State how many lines of the records below contain the word "walking", giving the number and nothing else.

BEGIN EXTRACTED INFORMATION

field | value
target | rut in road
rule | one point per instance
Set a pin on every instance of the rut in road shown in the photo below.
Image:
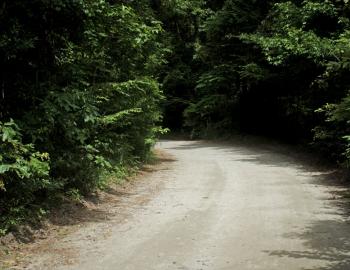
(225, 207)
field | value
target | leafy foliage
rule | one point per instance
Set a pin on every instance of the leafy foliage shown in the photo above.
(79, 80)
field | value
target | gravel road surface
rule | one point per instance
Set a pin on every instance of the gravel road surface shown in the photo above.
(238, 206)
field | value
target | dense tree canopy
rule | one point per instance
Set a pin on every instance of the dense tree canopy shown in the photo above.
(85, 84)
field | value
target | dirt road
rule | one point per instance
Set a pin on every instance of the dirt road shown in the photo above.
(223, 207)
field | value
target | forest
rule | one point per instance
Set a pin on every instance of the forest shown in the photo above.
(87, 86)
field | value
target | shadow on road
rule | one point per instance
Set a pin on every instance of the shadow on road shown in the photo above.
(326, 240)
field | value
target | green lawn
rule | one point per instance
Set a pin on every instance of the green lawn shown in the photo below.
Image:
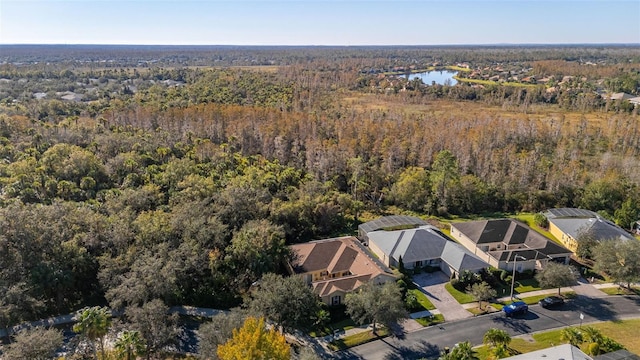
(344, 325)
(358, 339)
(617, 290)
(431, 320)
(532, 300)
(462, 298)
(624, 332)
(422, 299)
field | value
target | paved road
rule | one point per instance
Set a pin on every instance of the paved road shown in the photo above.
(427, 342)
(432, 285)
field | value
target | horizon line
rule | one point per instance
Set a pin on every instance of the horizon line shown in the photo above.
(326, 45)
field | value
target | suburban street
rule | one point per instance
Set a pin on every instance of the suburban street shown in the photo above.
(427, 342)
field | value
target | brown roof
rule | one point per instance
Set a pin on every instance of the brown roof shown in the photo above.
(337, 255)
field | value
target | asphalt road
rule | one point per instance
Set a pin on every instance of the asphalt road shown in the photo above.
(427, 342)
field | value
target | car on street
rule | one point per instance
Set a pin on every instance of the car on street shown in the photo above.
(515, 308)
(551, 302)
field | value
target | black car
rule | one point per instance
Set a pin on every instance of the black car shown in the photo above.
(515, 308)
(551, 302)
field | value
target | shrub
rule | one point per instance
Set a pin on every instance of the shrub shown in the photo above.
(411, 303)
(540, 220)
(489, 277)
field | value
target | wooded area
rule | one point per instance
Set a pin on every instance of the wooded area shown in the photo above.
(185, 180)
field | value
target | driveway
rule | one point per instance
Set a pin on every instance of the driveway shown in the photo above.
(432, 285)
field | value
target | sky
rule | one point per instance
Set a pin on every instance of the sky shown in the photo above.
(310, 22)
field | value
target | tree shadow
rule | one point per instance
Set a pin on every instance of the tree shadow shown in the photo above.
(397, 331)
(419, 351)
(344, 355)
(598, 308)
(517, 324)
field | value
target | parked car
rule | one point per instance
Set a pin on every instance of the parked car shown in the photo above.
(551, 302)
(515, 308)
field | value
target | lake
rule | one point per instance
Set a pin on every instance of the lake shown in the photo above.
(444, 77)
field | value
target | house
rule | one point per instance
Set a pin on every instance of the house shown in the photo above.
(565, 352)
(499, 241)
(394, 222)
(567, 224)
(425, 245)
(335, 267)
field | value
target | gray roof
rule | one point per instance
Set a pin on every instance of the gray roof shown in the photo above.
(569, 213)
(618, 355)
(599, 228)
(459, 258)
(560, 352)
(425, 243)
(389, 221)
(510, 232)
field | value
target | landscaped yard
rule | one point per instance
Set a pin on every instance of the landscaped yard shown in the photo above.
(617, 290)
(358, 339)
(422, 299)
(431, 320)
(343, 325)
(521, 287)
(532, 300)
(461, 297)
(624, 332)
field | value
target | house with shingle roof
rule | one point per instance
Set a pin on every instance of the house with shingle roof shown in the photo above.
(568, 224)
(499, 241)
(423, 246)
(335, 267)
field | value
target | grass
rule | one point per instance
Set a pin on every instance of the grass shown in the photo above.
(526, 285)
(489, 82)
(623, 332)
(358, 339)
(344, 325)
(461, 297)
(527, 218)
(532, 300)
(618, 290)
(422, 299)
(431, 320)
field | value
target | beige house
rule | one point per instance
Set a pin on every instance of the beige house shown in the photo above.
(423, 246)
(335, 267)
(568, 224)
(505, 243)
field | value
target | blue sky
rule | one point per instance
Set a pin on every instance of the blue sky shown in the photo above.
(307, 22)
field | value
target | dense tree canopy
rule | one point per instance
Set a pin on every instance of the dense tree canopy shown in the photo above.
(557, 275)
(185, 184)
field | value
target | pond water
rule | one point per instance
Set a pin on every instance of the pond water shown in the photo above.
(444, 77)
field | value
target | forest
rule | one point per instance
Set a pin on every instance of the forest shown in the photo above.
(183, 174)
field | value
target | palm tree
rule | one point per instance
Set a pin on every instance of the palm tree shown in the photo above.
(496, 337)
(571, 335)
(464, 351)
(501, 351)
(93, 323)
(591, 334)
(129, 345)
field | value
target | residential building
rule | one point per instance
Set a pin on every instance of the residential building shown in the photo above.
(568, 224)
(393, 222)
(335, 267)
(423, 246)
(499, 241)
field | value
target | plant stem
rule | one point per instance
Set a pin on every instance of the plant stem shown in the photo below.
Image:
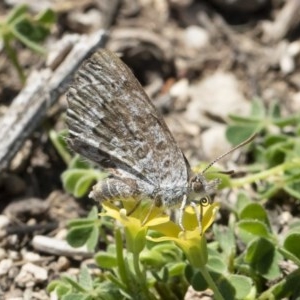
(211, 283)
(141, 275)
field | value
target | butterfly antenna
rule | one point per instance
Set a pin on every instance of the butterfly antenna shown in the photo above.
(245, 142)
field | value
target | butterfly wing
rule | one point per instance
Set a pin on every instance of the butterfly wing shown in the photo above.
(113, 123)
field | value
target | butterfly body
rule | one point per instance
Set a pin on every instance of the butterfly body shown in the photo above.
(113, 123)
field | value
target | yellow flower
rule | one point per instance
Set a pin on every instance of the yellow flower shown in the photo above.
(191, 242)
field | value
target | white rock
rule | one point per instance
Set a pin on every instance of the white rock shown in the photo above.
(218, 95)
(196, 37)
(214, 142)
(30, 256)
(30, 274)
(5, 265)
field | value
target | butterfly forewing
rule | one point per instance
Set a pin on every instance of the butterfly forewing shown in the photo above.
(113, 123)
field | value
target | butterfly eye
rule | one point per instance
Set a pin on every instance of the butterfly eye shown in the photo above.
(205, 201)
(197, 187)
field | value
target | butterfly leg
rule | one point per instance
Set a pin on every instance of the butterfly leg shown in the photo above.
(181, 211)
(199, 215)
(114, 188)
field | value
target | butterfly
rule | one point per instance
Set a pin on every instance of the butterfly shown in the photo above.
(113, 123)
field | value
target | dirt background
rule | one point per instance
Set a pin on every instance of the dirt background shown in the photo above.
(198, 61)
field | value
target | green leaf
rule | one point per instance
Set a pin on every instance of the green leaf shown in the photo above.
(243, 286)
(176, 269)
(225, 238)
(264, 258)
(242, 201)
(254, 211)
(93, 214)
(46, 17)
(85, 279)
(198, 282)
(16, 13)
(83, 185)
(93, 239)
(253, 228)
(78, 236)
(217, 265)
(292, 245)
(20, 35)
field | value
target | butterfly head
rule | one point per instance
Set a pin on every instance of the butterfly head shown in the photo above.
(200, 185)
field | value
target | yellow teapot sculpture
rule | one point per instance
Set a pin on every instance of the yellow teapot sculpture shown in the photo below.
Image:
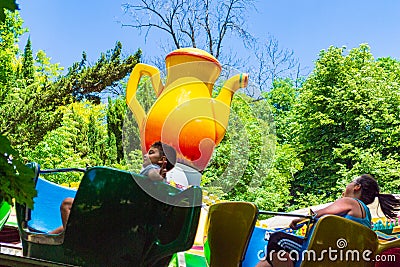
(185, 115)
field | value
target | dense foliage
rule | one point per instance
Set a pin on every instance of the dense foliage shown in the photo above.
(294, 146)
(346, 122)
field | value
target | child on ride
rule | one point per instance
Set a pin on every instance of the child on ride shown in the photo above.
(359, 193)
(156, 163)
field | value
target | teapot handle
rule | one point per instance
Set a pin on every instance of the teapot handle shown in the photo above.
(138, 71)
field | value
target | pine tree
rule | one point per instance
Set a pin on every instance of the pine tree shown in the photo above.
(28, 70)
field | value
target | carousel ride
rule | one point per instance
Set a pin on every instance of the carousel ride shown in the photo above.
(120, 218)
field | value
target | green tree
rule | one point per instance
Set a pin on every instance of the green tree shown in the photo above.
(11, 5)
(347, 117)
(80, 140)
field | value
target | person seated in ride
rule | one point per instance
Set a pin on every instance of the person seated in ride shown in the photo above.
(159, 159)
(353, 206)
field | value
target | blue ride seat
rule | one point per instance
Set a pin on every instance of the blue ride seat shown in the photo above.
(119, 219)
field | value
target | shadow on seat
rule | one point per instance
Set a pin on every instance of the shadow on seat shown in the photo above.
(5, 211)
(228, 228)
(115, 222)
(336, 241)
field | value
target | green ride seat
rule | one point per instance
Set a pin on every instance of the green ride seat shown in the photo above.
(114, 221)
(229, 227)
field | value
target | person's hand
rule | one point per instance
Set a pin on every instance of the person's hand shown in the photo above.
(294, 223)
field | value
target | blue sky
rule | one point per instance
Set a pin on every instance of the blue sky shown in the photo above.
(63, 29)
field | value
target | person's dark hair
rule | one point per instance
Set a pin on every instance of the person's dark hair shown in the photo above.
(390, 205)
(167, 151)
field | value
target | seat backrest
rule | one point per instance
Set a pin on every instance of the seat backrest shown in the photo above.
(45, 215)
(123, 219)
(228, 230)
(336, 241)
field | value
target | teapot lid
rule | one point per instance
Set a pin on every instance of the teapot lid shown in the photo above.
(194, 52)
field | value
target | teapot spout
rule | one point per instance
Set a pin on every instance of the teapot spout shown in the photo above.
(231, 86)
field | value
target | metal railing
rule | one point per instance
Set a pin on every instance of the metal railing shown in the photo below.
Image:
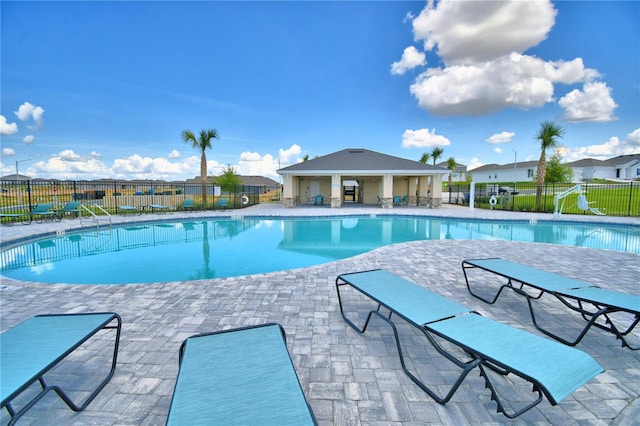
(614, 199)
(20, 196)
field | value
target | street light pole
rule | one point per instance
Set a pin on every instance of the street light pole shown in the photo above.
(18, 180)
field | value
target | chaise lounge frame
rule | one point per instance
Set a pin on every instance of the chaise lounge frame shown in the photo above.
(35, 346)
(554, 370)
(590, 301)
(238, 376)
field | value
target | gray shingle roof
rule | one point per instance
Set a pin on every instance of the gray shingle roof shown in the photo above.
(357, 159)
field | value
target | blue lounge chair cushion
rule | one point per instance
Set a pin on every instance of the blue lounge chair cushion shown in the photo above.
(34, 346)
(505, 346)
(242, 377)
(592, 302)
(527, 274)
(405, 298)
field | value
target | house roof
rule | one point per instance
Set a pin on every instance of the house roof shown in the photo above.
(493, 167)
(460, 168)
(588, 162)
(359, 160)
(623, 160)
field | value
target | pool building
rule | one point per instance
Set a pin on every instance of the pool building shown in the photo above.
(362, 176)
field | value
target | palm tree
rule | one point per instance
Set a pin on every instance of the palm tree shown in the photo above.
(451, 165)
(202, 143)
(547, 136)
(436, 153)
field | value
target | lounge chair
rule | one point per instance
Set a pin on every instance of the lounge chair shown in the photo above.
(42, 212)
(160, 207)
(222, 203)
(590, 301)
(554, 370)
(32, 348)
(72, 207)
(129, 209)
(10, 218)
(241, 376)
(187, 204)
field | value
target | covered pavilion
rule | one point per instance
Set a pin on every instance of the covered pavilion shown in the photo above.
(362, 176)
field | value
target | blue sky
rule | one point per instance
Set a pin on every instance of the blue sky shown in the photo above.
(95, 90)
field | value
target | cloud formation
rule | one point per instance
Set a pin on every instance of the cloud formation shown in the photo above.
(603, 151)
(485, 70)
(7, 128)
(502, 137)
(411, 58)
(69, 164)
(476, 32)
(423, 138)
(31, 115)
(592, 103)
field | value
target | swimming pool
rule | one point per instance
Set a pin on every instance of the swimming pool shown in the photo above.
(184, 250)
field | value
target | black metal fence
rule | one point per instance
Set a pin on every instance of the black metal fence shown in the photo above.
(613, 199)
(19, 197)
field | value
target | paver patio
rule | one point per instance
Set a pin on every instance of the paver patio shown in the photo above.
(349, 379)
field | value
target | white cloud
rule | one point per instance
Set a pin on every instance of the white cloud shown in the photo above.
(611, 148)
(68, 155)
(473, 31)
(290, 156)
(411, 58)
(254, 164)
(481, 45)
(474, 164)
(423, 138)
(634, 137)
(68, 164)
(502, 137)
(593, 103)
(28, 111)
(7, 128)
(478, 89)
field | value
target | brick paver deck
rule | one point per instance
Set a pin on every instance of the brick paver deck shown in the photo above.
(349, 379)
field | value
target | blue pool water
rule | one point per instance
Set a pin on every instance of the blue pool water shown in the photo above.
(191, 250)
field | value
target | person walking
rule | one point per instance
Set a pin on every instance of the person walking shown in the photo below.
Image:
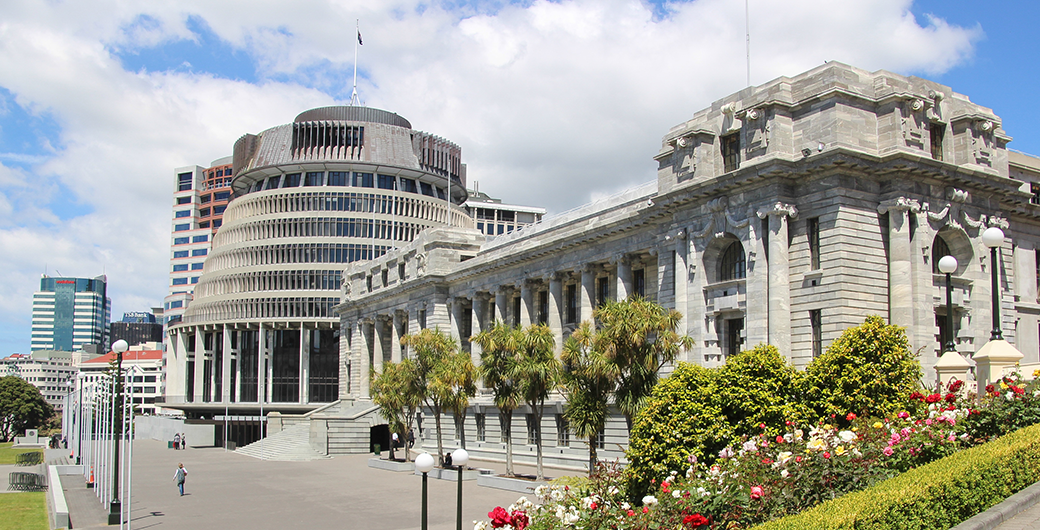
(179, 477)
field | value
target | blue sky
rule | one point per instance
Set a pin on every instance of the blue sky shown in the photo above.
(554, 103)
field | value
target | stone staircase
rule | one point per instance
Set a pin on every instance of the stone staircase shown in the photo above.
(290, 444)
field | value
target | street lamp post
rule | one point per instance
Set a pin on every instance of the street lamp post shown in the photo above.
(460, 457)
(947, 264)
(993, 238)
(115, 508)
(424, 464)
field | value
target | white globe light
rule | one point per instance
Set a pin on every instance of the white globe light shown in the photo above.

END EXTRACTED INFORMATION

ANSWER SPACE: 2